--- Set exercise ---
Copy out the rows below with "thickest part" changed to "widest part" wherever it occurs, keeping every other word unchanged.

--- Dataset excerpts ---
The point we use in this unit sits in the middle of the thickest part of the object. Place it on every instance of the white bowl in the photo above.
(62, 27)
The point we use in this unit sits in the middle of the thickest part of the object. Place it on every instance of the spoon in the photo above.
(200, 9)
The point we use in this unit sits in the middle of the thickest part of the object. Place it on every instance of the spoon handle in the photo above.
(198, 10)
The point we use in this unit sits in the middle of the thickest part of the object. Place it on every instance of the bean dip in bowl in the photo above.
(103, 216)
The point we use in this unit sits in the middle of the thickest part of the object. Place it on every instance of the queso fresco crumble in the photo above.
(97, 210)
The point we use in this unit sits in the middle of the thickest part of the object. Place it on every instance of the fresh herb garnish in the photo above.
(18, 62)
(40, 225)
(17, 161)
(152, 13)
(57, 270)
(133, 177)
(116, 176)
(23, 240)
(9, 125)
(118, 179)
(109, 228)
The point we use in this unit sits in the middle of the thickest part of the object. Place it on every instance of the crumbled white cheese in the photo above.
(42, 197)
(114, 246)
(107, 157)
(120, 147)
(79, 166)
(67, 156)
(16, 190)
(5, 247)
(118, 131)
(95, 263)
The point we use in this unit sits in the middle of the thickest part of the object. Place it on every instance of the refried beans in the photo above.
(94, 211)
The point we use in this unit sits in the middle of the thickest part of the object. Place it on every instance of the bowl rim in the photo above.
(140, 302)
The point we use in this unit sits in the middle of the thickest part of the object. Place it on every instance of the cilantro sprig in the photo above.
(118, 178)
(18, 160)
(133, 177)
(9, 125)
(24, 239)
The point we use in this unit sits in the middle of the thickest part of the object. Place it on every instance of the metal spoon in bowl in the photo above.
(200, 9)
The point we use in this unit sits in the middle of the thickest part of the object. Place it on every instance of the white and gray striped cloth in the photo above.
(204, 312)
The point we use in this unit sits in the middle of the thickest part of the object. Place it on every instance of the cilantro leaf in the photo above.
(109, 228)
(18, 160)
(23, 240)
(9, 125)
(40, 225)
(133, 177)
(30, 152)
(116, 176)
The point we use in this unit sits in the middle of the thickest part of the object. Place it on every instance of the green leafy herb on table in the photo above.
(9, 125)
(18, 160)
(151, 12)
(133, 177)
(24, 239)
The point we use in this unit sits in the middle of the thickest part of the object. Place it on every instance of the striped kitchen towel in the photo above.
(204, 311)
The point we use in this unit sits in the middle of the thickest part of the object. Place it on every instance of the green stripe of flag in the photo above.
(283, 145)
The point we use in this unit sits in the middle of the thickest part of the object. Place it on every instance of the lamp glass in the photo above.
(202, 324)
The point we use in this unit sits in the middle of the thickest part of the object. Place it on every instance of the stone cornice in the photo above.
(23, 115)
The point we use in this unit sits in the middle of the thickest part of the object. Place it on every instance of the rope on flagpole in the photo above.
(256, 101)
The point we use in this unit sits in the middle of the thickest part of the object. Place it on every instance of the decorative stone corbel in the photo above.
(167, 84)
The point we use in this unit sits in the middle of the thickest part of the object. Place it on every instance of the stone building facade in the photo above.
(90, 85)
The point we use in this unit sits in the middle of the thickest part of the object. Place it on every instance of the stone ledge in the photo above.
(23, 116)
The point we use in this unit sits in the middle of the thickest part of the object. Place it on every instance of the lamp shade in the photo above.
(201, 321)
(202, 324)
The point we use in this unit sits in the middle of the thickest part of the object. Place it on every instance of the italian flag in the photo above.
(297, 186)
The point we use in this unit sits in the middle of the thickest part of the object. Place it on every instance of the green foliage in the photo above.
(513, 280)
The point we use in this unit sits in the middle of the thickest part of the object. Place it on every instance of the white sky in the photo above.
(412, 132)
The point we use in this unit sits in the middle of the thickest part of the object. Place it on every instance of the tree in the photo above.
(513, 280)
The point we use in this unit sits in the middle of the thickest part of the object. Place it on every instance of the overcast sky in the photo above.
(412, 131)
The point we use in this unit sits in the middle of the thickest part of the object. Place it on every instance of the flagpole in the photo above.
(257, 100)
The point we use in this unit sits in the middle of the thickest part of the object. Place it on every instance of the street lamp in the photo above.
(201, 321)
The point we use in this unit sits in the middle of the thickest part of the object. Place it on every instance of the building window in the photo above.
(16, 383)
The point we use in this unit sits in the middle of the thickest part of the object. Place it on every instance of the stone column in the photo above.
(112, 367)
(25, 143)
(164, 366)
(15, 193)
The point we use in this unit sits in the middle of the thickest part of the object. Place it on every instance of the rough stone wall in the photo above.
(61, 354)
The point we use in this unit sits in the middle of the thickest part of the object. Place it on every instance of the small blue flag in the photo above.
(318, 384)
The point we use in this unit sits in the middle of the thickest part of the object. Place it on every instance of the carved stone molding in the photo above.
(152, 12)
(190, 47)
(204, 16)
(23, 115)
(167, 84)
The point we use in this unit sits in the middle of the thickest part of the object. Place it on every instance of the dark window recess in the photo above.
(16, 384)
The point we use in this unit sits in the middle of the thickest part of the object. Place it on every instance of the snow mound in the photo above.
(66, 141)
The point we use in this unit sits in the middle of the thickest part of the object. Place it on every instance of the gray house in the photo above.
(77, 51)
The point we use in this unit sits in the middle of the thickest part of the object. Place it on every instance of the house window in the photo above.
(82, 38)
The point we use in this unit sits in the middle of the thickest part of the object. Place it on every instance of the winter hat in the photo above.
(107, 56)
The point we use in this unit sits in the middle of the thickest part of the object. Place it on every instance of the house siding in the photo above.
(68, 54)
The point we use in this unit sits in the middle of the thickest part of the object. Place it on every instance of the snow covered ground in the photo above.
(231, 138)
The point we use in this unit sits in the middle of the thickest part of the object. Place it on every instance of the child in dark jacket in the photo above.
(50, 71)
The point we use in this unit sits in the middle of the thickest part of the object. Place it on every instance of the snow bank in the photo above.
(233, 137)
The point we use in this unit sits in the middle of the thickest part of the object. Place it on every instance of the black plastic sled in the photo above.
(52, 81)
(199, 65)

--- Answer in full ---
The point we use in this unit sits in the middle of the widest part of the object. Place it on every instance of the white bowl in the photo above.
(62, 27)
The point we use in this unit sits in the middle of the widest part of the object. Place it on every instance of the spoon in the photo above.
(200, 9)
The point we use in this unit sits in the middle of the widest part of the object. Place it on every instance of the spoon handle in the photo above.
(198, 10)
The point we use in this unit sits in the middle of the widest part of the object. Place it on every instance of the bean dip in bowl in the photo above.
(103, 216)
The point we use in this unit sits in the middle of the widest part of the object. Place it on every instance of the queso fresco crumble in the photo above.
(97, 210)
The point we use in this unit sits in the middle of the widest part of the object. Place it on every instance of the fresh herb garnish in the photo above.
(18, 62)
(40, 225)
(17, 161)
(152, 13)
(57, 270)
(133, 177)
(116, 176)
(23, 240)
(9, 125)
(118, 179)
(109, 228)
The point we use in this unit sits in the middle of the widest part of the object. Place it on every instance of the crumbled white cheese in the photo above.
(42, 197)
(114, 246)
(107, 157)
(120, 147)
(79, 166)
(67, 156)
(16, 190)
(5, 247)
(118, 131)
(95, 263)
The point we use in this unit sits in the middle of the widest part of the object. Place it on every instance of the refried beans in the photo above.
(94, 211)
The point we use in this unit sits in the middle of the widest part of the object. Place it on every instance of the bowl rim in the photo above.
(140, 302)
The point we use in this unit sits in the middle of the widest part of the object. Place it on every instance of the cilantro sprig in the photo above.
(118, 178)
(18, 160)
(133, 177)
(9, 125)
(24, 239)
The point we use in this unit sits in the middle of the widest part of the object. Place it on every instance of the metal spoon in bowl in the photo above.
(200, 9)
The point we use in this unit sits in the middle of the widest part of the object. Place it on every instance of the white and gray striped cloth in the photo above.
(204, 312)
The point we use in this unit sits in the middle of the widest part of the object. Place it on every instance of the cilantro leaf in the photo above.
(109, 228)
(18, 160)
(23, 240)
(9, 125)
(40, 225)
(133, 177)
(30, 152)
(116, 176)
The point we use in this unit sits in the middle of the widest part of the object. Place it on every instance of the green leafy herb on table in the photo above.
(9, 125)
(18, 160)
(151, 12)
(133, 177)
(24, 239)
The point we use in this unit sits in the middle of the widest part of the object. Place it on every instance of the striped kitchen towel in the photo above.
(204, 311)
The point we use in this unit sits in the middle of the widest part of the object. Place it on every instance of the green stripe of flag in the photo above.
(283, 145)
The point we use in this unit sits in the middle of the widest part of the object. Place it on every instance of the lamp glass in the photo above.
(202, 324)
The point we use in this unit sits in the middle of the widest part of the object. Place it on every instance of the stone cornice in the photo above.
(23, 115)
The point we use in this unit sits in the middle of the widest part of the object. Place it on every instance of the rope on flagpole in the photo above.
(256, 101)
The point we use in this unit sits in the middle of the widest part of the object. Place it on every instance of the decorative stone corbel in the photo above.
(167, 84)
The point we use in this unit sits in the middle of the widest part of the object. Place it on every instance of the stone building facade in the photo above.
(90, 85)
The point we use in this unit sits in the middle of the widest part of the object. Place it on every instance of the stone ledge in the photo above.
(23, 116)
The point we use in this unit sits in the middle of the widest part of the object. Place it on every instance of the lamp shade in the photo above.
(201, 321)
(202, 324)
The point we use in this unit sits in the middle of the widest part of the object. Place it on every instance of the italian flag in the photo above.
(297, 186)
The point we use in this unit sits in the middle of the widest part of the object. Place it on every instance of the green foliage in the photo above.
(513, 280)
The point we use in this unit sits in the middle of the widest part of the object. Place it on every instance of the white sky in the photo above.
(412, 132)
The point we use in this unit sits in the middle of the widest part of the object. Place it on every instance of the tree in the photo above.
(513, 280)
The point we use in this unit sits in the middle of the widest part of the object. Place it on every instance of the overcast sky in the photo above.
(412, 131)
The point we use in this unit sits in the middle of the widest part of the object. Place it on every instance of the flagpole in the photo above.
(257, 100)
The point we use in this unit sits in the middle of the widest part of the object. Place it on every instance of the street lamp in the photo above.
(201, 321)
The point we use in this unit sits in the middle of the widest part of the object. Place it on every instance of the building window in the photo above.
(16, 383)
The point we use in this unit sits in the middle of the widest part of the object. Place it on every instance of the stone column in the photo above.
(112, 367)
(25, 143)
(164, 366)
(15, 193)
The point we use in this unit sits in the middle of the widest part of the object. Place it on every instance of the rough stone wall in the photo above.
(61, 354)
The point we use in this unit sits in the middle of the widest part of the object. Place it on every instance of the small blue flag in the photo above.
(318, 384)
The point we use in this unit sits in the middle of the widest part of the object. Place it on every instance of the carved stone molding in the photo above.
(152, 12)
(190, 47)
(204, 16)
(23, 115)
(167, 84)
The point we use in this unit sits in the middle of the widest part of the object. Place it on every instance of the dark window recess in the photo above.
(16, 384)
The point we use in this unit sits in the middle of the widest part of the object. Place it on every instance of the snow mound in the photo above.
(66, 141)
The point we use in this unit sits in the middle of the widest part of the object. Place it on every instance of the gray house in the photo above.
(77, 51)
The point we use in this unit sits in the middle of the widest part of the object. Place it on every instance of the house window in the photo above.
(82, 38)
The point we use in this unit sits in the middle of the widest part of the object. Place it on every instance of the winter hat in the photo above.
(107, 56)
The point we use in this unit sits in the middle of the widest part of the object. Place it on every instance of the house siding in the photo above.
(68, 54)
The point we use in this unit sits in the middle of the widest part of the object. Place it on every instance of the snow covered ground in the photo above.
(231, 138)
The point we use in this unit sits in the middle of the widest part of the object. Place it on every instance of the child in dark jacket in the photo above.
(50, 71)
The point we use in this unit sits in the middle of the widest part of the object. Place it on every instance of the snow bank in the photo above.
(233, 137)
The point we use in this unit sits in the middle of the widest part of the object. Place it on every instance of the black plastic sled in the photo above.
(52, 81)
(199, 65)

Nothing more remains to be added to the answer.